>> Start PROVIDED DATA

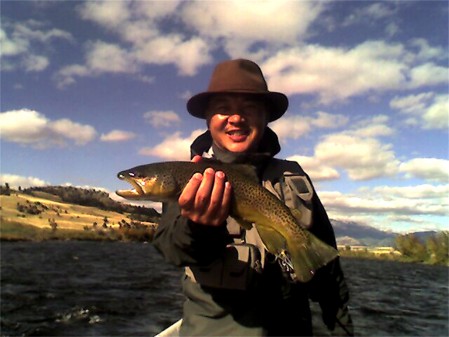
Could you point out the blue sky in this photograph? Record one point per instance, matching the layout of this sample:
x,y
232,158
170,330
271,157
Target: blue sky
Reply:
x,y
91,88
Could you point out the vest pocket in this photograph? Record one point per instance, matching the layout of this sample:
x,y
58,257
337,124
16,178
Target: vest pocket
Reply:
x,y
237,269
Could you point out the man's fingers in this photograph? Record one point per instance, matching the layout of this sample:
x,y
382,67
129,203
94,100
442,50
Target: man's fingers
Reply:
x,y
188,195
196,159
205,190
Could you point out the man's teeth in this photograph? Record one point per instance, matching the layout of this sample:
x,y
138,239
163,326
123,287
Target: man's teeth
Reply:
x,y
237,133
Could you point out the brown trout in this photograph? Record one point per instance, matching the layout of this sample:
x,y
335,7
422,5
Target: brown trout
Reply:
x,y
300,252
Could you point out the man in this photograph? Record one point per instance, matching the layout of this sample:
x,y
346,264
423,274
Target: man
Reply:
x,y
233,286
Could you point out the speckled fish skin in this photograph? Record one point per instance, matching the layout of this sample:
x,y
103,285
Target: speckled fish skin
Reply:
x,y
251,204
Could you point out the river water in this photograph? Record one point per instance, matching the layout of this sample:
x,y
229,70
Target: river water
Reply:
x,y
126,289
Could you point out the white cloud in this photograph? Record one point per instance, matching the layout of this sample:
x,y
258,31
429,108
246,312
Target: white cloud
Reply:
x,y
368,14
15,181
137,24
29,127
335,74
25,44
174,147
162,118
431,169
288,22
291,127
117,136
362,158
35,63
297,125
385,200
428,110
317,170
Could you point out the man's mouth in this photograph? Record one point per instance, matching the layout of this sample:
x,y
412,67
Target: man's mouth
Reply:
x,y
238,135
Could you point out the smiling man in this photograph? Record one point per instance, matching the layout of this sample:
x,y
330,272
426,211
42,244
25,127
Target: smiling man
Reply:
x,y
233,285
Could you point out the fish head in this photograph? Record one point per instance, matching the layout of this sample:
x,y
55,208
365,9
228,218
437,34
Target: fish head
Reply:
x,y
149,183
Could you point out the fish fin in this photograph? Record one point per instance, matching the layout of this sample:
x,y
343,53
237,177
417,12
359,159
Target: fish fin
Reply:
x,y
271,238
297,214
307,257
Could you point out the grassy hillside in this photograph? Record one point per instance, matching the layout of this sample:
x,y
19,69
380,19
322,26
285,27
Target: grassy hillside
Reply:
x,y
44,215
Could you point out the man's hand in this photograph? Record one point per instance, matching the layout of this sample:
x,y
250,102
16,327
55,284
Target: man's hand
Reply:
x,y
206,198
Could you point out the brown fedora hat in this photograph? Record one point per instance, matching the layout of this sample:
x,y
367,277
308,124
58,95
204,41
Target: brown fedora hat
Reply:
x,y
238,76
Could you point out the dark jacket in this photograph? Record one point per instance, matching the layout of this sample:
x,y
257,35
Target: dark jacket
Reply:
x,y
271,304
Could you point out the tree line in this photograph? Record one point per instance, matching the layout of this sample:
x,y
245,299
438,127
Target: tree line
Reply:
x,y
90,197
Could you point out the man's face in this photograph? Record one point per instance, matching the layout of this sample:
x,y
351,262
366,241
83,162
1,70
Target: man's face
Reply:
x,y
237,122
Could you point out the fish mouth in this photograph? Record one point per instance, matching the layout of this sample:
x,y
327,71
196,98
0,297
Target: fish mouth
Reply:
x,y
136,192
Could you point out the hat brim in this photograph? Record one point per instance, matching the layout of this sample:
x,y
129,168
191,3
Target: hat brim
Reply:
x,y
197,104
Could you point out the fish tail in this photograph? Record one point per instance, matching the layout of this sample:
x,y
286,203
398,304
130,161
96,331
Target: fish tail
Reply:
x,y
307,257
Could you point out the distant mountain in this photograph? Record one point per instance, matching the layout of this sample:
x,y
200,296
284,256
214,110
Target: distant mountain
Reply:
x,y
354,234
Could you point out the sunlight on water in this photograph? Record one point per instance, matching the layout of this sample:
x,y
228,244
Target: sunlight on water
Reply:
x,y
117,289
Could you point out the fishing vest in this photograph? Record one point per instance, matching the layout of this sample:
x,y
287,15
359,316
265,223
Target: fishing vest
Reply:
x,y
245,258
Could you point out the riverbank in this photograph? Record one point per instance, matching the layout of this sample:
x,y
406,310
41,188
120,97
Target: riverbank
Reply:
x,y
32,218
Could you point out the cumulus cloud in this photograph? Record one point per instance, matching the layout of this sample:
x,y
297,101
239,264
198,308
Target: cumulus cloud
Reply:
x,y
296,126
427,110
338,73
432,169
15,181
221,21
40,132
317,170
138,25
162,118
117,136
24,44
362,158
174,147
407,208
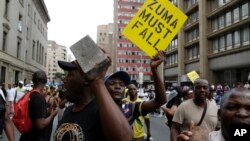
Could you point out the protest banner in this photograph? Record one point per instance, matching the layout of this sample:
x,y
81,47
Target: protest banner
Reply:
x,y
193,75
154,26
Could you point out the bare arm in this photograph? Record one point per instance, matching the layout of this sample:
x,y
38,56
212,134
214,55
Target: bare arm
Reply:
x,y
8,128
147,122
160,97
44,122
175,130
114,123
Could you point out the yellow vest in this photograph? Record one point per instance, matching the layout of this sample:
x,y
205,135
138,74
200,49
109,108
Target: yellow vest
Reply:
x,y
138,129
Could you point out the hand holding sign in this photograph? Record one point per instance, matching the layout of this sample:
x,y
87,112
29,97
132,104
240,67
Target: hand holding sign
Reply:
x,y
157,59
193,75
154,26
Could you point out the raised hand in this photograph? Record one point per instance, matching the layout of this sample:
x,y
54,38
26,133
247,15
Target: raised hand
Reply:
x,y
157,59
186,134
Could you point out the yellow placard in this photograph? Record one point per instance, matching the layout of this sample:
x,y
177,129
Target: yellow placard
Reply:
x,y
154,26
193,75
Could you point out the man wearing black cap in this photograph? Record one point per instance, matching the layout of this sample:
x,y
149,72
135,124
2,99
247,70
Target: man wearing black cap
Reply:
x,y
94,115
116,83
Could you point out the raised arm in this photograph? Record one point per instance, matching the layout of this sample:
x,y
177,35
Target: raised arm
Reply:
x,y
114,123
160,97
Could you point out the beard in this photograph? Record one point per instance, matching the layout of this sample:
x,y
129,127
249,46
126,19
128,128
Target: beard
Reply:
x,y
232,131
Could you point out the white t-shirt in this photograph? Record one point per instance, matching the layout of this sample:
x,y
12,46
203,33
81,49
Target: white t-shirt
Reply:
x,y
187,111
2,95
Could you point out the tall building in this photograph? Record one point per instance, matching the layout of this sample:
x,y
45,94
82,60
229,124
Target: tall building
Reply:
x,y
128,57
55,52
23,39
215,41
105,41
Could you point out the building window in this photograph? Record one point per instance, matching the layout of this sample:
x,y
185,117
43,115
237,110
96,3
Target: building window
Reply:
x,y
222,43
245,36
37,51
229,41
6,10
19,24
34,17
193,52
18,50
28,10
4,40
236,38
245,10
236,14
21,2
215,46
215,24
228,18
27,33
221,22
33,49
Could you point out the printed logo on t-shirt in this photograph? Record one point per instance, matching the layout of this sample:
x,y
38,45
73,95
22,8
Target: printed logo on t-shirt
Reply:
x,y
69,132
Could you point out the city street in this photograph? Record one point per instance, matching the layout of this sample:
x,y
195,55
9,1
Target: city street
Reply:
x,y
159,131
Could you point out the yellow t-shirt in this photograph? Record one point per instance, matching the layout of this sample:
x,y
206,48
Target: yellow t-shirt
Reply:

>> End PROVIDED DATA

WHAT YOU SHOULD DO:
Set down every record once more, word for word, without pictures.

RESPONSE FOR THIS EXERCISE:
Could you point out the blue sky in this photograph? Record one point per instance, matching the layout of this sample:
x,y
232,158
170,330
271,157
Target: blue sky
Reply:
x,y
91,88
Could you point out the vest pocket in this photograph? Record one point per instance, matching the layout of this sample:
x,y
58,257
337,124
16,178
Target: vest pocket
Reply:
x,y
237,269
Could you point out the man's fingers in this photograph? Record one point per instance, matching the layout of this sample:
x,y
382,67
129,203
94,100
442,50
Target: man's fingers
Reply:
x,y
188,195
196,159
205,190
Could you point out the man's teeth in this photograph? Record one point per instance, matching the layout of this sample:
x,y
138,239
163,326
123,287
Target: man's teeth
Reply:
x,y
237,133
Could you point out the brown trout in this photograph? Record one point per instance, matching the layout of this sample:
x,y
335,7
422,5
Target: brown trout
Reply:
x,y
300,252
Could you point out the man in this photograph? Record one point per instance, matching the layout of this sample:
x,y
346,264
423,274
Target: man
Reply:
x,y
233,286
Could you point out the speckled fish skin in this photograph? Record one point per instance, matching the layout of this sample:
x,y
103,285
Target: speckled fish skin
Reply:
x,y
251,204
Could you point out the river water in this photograph? Record one point per instance, matching the layout of this sample:
x,y
229,70
Target: river water
Reply:
x,y
126,289
Could you point out the white cloud in this photograph? Record one point per instance, matching the layout of this sample:
x,y
258,31
429,108
246,312
Target: white cloud
Reply:
x,y
368,14
15,181
137,24
29,127
335,74
25,44
174,147
162,118
431,169
288,22
291,127
117,136
362,158
35,63
297,125
385,200
428,110
317,170
Could you point out the man's mouth in this photograph? Record one point per instance, matching the layout of this sample:
x,y
412,67
Target: man's mouth
Reply:
x,y
238,135
Could you point out the smiling man in this photograph? Record one point per instance, matching the layout of this sample:
x,y
330,272
426,211
42,244
25,127
Target: smiling man
Reply:
x,y
233,285
Could you point out the fish head in this photograph? Record one point per instance, matching the layout of this sample:
x,y
55,208
365,9
228,218
437,34
Target: fish head
Reply:
x,y
149,183
Could you point out the fish fin in this photograph? Record one point per instance, matching the layout of this sample:
x,y
343,53
237,177
417,12
359,159
Target: fish fin
Reply:
x,y
271,238
297,214
307,257
Could you point out the grassy hillside in this photograph? Record one point per instance, matching the layout of this sample:
x,y
19,69
380,19
322,26
285,27
Target: grassy hillside
Reply:
x,y
44,215
Could you point out the man's hand in this photograph? Record one point per instance, matching the layout of this sample:
x,y
250,102
16,327
55,284
Target: man's hand
Reply:
x,y
206,198
Could you point out the brown fedora hat in this photograph? Record one point per instance, matching the layout of this sample:
x,y
367,277
308,124
58,95
204,41
Target: brown fedora hat
Reply:
x,y
238,76
Could you point out the dark jacket in this photograph? Record one point per instance, matching the layout of this sample:
x,y
257,35
Target: dark jacket
Reply:
x,y
271,304
Could you point out the tree line in this photograph? Record one point per instance, matching the layout of this sample:
x,y
245,299
438,127
Target: tree line
Reply:
x,y
90,197
Could you point out the man's face in this photograph? Record one point per instance, matching the layout of this sample:
x,y
351,262
366,241
83,162
1,70
Target: man's face
Reply:
x,y
237,122
Could you point out the fish mouth in this photograph? Record one point per instance, matching the layout of this sample:
x,y
327,71
196,98
0,297
Target: fish mouth
Reply:
x,y
136,192
Could you point out the hat brim in this photograph? Record one point per instance, matching the layout of this sample:
x,y
129,168
191,3
Target: hat brim
Reply:
x,y
197,104
Could you point out the fish tail in this photograph? Record one point per instance, matching the layout of this sample:
x,y
286,203
398,304
130,161
96,331
Target: fish tail
Reply:
x,y
307,257
Could you point out the distant mountain in this photograph? Record one point per instance, matching the layout of this sample:
x,y
200,296
284,256
214,110
Target: distant mountain
Reply:
x,y
354,234
Could you point out the sunlight on water in this photograph? Record one point per instance, matching the layout of this sample:
x,y
228,244
Target: sunlight on water
Reply:
x,y
117,289
Could you point out the fishing vest in this photograph? Record one point per instance, matching the layout of this sample:
x,y
287,15
359,316
265,223
Target: fishing vest
Reply:
x,y
245,258
Could you point out the riverbank in this photograph? Record one point per instance, matching the layout of this sample:
x,y
406,310
41,188
120,97
Target: riverbank
Reply:
x,y
32,218
Could you point out the cumulus cloud in this photograph? Record one point per instance, matching the layout of this sample:
x,y
297,101
239,264
198,308
Target: cumulus cloud
Reply:
x,y
296,126
427,110
338,73
432,169
15,181
221,21
40,132
317,170
138,25
162,118
117,136
24,44
362,158
174,147
407,208
Could you point out the protest banner in this photograph? Record one point per instance, matching the layout of this sample:
x,y
81,47
Target: protest banner
Reply:
x,y
193,75
154,26
Could you point out the bare arm in this photograph? Record one point per instance, matching the layout of this sample:
x,y
38,56
212,134
214,55
Target: bare arm
Reply:
x,y
8,128
147,122
160,97
44,122
175,130
114,123
Could you point out the yellow vest in this photograph? Record one point per instance, matching the layout of this sample:
x,y
205,135
138,74
200,49
109,108
Target: yellow vest
Reply:
x,y
138,129
Could you point out the hand holding sign in this photograph? Record one point per instance, matching the layout of this sample:
x,y
87,112
29,97
132,104
240,67
Target: hand holding sign
Reply:
x,y
157,59
193,75
154,26
Could you point out the raised hand in this photograph? Record one point per instance, matching the layout of this sample:
x,y
54,38
26,133
247,15
Target: raised hand
Reply:
x,y
157,59
186,134
Could you point out the yellow placard in this photograph? Record one point per instance, matching the layout of this sample:
x,y
177,129
Target: yellow placard
Reply:
x,y
154,26
193,75
Could you point out the man wearing black cap in this photograph? Record one point per instance, matching the layout of this sample:
x,y
149,72
135,124
2,99
247,70
Target: man wearing black cap
Reply:
x,y
94,115
116,83
Could you point out the raised arm in this photograph? Record one point per instance, matching the layout of this sample:
x,y
177,35
Target: raised arm
Reply:
x,y
114,123
160,97
Could you point out the beard in this photograph? Record one point per instance, matching the layout of this sample:
x,y
129,127
249,46
126,19
128,128
Target: beard
Reply:
x,y
232,131
Could you point out the white t-shirt in this photograph? Record one point per instance, matching the layout of this sample:
x,y
12,46
203,33
81,49
Target: white t-shirt
Reply:
x,y
187,111
2,95
Could you point out the tall building in this photograph? Record one point per instance, matching the layout of this sample:
x,y
45,94
82,60
229,124
Target: tall building
Reply:
x,y
128,57
55,52
23,39
215,41
105,41
Could you point out the building window in this photograph? Record one point per instance, matching the layout of this sample:
x,y
185,117
43,115
237,110
96,3
Target: building window
Reply:
x,y
222,43
245,36
37,51
229,41
6,10
19,24
34,17
193,52
18,50
28,10
4,40
236,38
245,10
236,14
21,2
215,46
215,24
228,18
27,33
221,22
33,49
Could you point out the printed logo on t-shirt in this photograph? Record one point per instance, matching the layout of this sample:
x,y
38,45
73,95
22,8
Target: printed logo on t-shirt
Reply:
x,y
69,132
Could you point out the city street in this photograph? Record one point per instance, matching the layout of this sample:
x,y
195,55
9,1
Target: city street
Reply:
x,y
159,131
Could you point out the yellow t-shirt in this photograph? Record one point per instance, matching the layout of this sample:
x,y
206,48
Target: yellow t-shirt
Reply:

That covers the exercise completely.